WORK TO DO:
A: In the text on the Facebook data case, about how many people downloaded the app "thisisyourdigitallife"?
B: From the text on the Facebook data case, reproduce word for word the part that opens with the words containing "In 2014, Steve" and closes with "particular psychological makeup.".

EXCERPTED TEXT:
━━━━━━━━━━

Like all app developers, Kogan requested and gained access to information from people after they chose to download his app. His app, “thisisyourdigitallife,” offered a personality prediction, and billed itself on Facebook as “a research app used by psychologists.” Approximately 270,000 people downloaded the app. In so doing, they gave their consent for Kogan to access information such as the city they set on their profile, or content they had liked, as well as more limited information about friends who had their privacy settings set to allow it.

Although Kogan gained access to this information in a legitimate way and through the proper channels that governed all developers on Facebook at that time, he did not subsequently abide by our rules. By passing information on to a third party, including SCL/Cambridge Analytica and Christopher Wylie of Eunoia Technologies, he violated our platform policies. When we learned of this violation in 2015, we removed his app from Facebook and demanded certifications from Kogan and all parties he had given data to that the information had been destroyed. Cambridge Analytica, Kogan and Wylie all certified to us that they destroyed the data.

They now claim to have new information that CA didn’t delete the data (I have firsthand knowledge that Facebook knew of this at least a year ago, and these pieces argue Facebook knew even earlier).

Several days ago, we received reports that, contrary to the certifications we were given, not all data was deleted. We are moving aggressively to determine the accuracy of these claims. If true, this is another unacceptable violation of trust and the commitments they made. We are suspending SCL/Cambridge Analytica, Wylie and Kogan from Facebook, pending further information.

We are committed to vigorously enforcing our policies to protect people’s information. We will take whatever steps are required to see that this happens. We will take legal action if necessary to hold them responsible and accountable for any unlawful behavior.

What changed is that the guy who operationalized all this data, Christopher Wylie, just came forward publicly. Here’s how Carole Cadwalladr, the Guardian reporter who has owned this story, describes Wylie.

Or, as Wylie describes it, he was the gay Canadian vegan who somehow ended up creating “Steve Bannon’s psychological warfare mindfuck tool”.

In 2014, Steve Bannon – then executive chairman of the “alt-right” news network Breitbart – was Wylie’s boss. And Robert Mercer, the secretive US hedge-fund billionaire and Republican donor, was Cambridge Analytica’s investor. And the idea they bought into was to bring big data and social media to an established military methodology – “information operations” – then turn it on the US electorate.

Wylie describes how he profiled Americans so they could tailor political ads.

[W]hile studying for a PhD in fashion trend forecasting, he came up with a plan to harvest the Facebook profiles of millions of people in the US, and to use their private and personal information to create sophisticated psychological and political profiles. And then target them with political ads designed to work on their particular psychological makeup.

“We ‘broke’ Facebook,” he says.

And he did it on behalf of his new boss, Steve Bannon.

Wylie is going on the record (and providing the records) to back this description of how, contrary to repeated claims made in parliamentary testimony, Alexsandr Kogan harvested data in the guise of doing research.

━━━━━━━━━━

INFORMATION SHOWN:
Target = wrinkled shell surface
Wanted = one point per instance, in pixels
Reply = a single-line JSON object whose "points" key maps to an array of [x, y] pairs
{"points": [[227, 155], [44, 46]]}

━━━━━━━━━━

ANSWERS FOR THE TASKS:
A: Approximately 270,000 people.

B:
In 2014, Steve Bannon – then executive chairman of the “alt-right” news network Breitbart – was Wylie’s boss. And Robert Mercer, the secretive US hedge-fund billionaire and Republican donor, was Cambridge Analytica’s investor. And the idea they bought into was to bring big data and social media to an established military methodology – “information operations” – then turn it on the US electorate.

Wylie describes how he profiled Americans so they could tailor political ads.

[W]hile studying for a PhD in fashion trend forecasting, he came up with a plan to harvest the Facebook profiles of millions of people in the US, and to use their private and personal information to create sophisticated psychological and political profiles. And then target them with political ads designed to work on their particular psychological makeup.